TEXTO FORNECIDO.
Nascer e Crescer v.19 n.3 Porto sep. 2010

 

As mães nem sempre têm boas intenções…

 

Manuel Salgado1

1 Consulta de Reumatologia Pediátrica, HPCoimbra

  

Desde que começámos a especialidade ouvimos repetidamente a frase “As mães quase sempre têm razão”. Quase …

Em Julho de 2009 o “Zacarias” (chamemos-lhe assim), de 9 anos de idade, foi enviado à Consulta de Reumatologia Pediátrica (CRP) do Hospital Pediátrico de Coimbra por olho vermelho crónico, bilateral, refractário à medicação tópica ocular (colírios e pomadas de corticóides e antibióticos) e à medicação oral com prednisolona.

As queixas tinham-se iniciado em Abril de 2007, com blefarite e chalázio bilaterais, resistentes à terapêutica convencional, que exigiu abordagem cirúrgica em ambas as pálpebras superiores. Recidivaram pouco tempo depois. Em Junho de 2007, às manifestações anteriores associou-se hiperémia conjuntival crónica, bilateral, acompanhada de intensa fotofobia. Estas manifestações revelaram-se também refractárias às terapêuticas tópicas.

Em Fevereiro de 2009, numa fase de agravamento, foi-lhe diagnosticada “quera­toconjuntivite bilateral complicada de precipitados subepiteliais com neovascularização corneana”. A biópsia da conjuntiva, realizada em Junho de 2009, revelou “conjuntivite crónica com exuberância de plasmócitos”. No mesmo tempo operatório, foram realizadas injecção subconjuntival com corticóide, em ambos os olhos, que viria a revelar-se também ineficazes. Posteriormente iniciou medicação tópica com ciclosporina que viria a ser interrompida dias depois por intolerância local (intensa fotofobia). A corticoterapia sistémica entretanto iniciada foi igualmente ineficaz.

Em Julho de 2009, numa abordagem conjunta de Oftalmologia e de Reumatologia Pediátricas, e na presunção de se poder tratar de “pênfigo ocular”, associou ciclosporina oral na dose de 3,5 mg/kg/dia. Finalmente assistiu-se a uma progressiva melhoria clínica, mantendo contudo a blefarite crónica e algum grau de hiperémia ocular e de fotofobia.

Estávamos neste impasse, sem um diagnóstico preciso e sem uma melhoria sustentada…

Em Janeiro de 2010, um dos novos doentes enviados à CRP apresentou manifestações clínicas em tudo sobreponíveis às do “Zacarias”.

O QUE FAZER.
Enumere, por ordem cronológica e sem repetições, todas as datas (mês e ano) referidas no relato clínico.

[Itens de dados]
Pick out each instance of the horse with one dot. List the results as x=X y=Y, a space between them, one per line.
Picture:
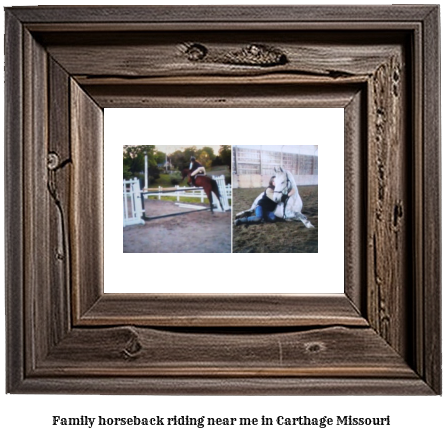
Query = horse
x=288 y=208
x=208 y=184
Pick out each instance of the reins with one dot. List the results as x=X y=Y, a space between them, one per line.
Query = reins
x=285 y=191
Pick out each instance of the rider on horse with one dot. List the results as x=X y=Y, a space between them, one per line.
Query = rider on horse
x=196 y=169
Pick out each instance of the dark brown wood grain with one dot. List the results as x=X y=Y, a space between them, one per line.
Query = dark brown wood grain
x=64 y=65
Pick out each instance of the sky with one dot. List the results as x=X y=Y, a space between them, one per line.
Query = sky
x=170 y=149
x=300 y=149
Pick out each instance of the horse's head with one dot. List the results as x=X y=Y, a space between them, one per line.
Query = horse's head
x=282 y=184
x=185 y=173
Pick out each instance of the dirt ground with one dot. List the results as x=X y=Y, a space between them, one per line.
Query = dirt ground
x=280 y=236
x=196 y=232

RESPOSTA AO EXERCÍCIO.
- Abril de 2007
- Junho de 2007
- Fevereiro de 2009
- Junho de 2009
- Julho de 2009
- Janeiro de 2010